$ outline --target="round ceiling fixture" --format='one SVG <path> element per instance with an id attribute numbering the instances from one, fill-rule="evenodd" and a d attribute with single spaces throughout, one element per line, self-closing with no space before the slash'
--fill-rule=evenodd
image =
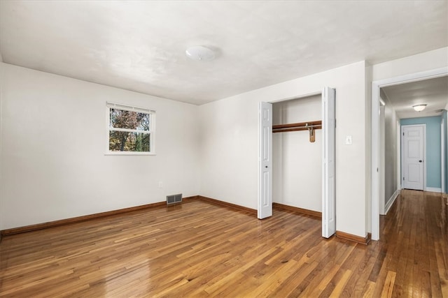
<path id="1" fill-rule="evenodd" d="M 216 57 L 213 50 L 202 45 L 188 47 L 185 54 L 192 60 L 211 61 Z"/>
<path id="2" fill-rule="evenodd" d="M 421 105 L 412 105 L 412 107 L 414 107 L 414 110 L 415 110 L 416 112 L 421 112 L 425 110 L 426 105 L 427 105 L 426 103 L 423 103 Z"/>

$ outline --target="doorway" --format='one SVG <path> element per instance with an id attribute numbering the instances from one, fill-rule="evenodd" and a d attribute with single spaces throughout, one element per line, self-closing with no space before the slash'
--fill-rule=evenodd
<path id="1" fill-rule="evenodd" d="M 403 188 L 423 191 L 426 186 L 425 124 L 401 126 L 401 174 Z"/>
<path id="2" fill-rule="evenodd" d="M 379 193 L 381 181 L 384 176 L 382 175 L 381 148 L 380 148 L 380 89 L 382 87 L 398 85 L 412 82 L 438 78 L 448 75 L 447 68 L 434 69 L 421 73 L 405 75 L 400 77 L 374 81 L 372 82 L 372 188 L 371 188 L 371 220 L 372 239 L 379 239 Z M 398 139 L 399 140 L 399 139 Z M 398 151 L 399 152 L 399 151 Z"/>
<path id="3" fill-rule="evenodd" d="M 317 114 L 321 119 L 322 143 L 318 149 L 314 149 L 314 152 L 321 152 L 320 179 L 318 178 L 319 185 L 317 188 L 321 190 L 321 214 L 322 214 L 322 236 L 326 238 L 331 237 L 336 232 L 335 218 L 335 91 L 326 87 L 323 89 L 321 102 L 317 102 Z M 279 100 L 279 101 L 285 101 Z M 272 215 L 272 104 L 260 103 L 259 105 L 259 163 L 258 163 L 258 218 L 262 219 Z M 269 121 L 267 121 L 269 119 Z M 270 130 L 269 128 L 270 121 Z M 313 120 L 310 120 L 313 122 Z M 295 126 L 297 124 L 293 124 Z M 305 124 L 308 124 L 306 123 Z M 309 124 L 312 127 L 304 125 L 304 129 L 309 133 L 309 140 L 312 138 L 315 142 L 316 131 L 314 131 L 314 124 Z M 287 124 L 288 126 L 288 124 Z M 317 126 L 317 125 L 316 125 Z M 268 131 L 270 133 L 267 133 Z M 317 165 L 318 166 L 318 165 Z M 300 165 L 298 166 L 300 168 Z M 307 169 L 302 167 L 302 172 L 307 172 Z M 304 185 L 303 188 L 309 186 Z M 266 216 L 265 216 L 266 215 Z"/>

What you are asked to do: Reproduce each line exactly, please, except for any pictures.

Problem solution:
$ outline --target="round ceiling fixture" --format='one SVG <path> element per instance with an id attribute numbering the instances from one, fill-rule="evenodd" and a d attribute with single spaces throughout, one element per line, self-closing with no space before the slash'
--fill-rule=evenodd
image =
<path id="1" fill-rule="evenodd" d="M 216 57 L 213 50 L 202 45 L 188 47 L 185 54 L 192 60 L 211 61 Z"/>
<path id="2" fill-rule="evenodd" d="M 421 105 L 412 105 L 412 107 L 414 107 L 414 110 L 415 110 L 416 112 L 421 112 L 425 110 L 426 105 L 427 105 L 426 103 L 423 103 Z"/>

$ outline --target="doorway" --format='one SVG <path> element per instance with an id attribute numbering the instances from one, fill-rule="evenodd" and a d attribute with single spaces throughout, one element per line, self-closing with no space before the slash'
--fill-rule=evenodd
<path id="1" fill-rule="evenodd" d="M 403 188 L 423 191 L 426 186 L 425 124 L 401 126 L 401 174 Z"/>
<path id="2" fill-rule="evenodd" d="M 379 193 L 381 181 L 384 176 L 382 175 L 381 148 L 380 148 L 380 89 L 382 87 L 398 85 L 412 82 L 438 78 L 448 75 L 447 68 L 434 69 L 421 73 L 405 75 L 400 77 L 374 81 L 372 82 L 372 188 L 371 188 L 371 220 L 372 239 L 379 239 Z M 398 139 L 399 140 L 399 139 Z M 398 151 L 399 152 L 399 151 Z"/>
<path id="3" fill-rule="evenodd" d="M 317 114 L 321 119 L 322 143 L 318 149 L 314 149 L 314 152 L 321 152 L 320 179 L 318 178 L 319 185 L 317 188 L 321 190 L 321 214 L 322 214 L 322 236 L 326 238 L 331 237 L 336 232 L 335 218 L 335 91 L 326 87 L 323 89 L 321 102 L 317 102 Z M 279 100 L 279 101 L 285 101 Z M 272 215 L 272 104 L 260 103 L 259 105 L 259 163 L 258 163 L 258 218 L 262 219 Z M 269 121 L 267 121 L 269 119 Z M 270 130 L 269 128 L 270 121 Z M 313 120 L 310 120 L 313 122 Z M 295 126 L 297 124 L 293 124 Z M 305 124 L 308 124 L 306 123 Z M 309 124 L 312 127 L 304 125 L 304 129 L 309 133 L 309 140 L 312 138 L 315 142 L 316 131 L 314 131 L 314 124 Z M 287 124 L 288 126 L 288 124 Z M 317 126 L 317 125 L 316 125 Z M 268 131 L 270 133 L 267 133 Z M 317 165 L 318 166 L 318 165 Z M 300 165 L 298 166 L 300 168 Z M 307 169 L 302 167 L 302 172 L 307 172 Z M 304 185 L 303 188 L 309 186 Z M 266 216 L 265 216 L 266 215 Z"/>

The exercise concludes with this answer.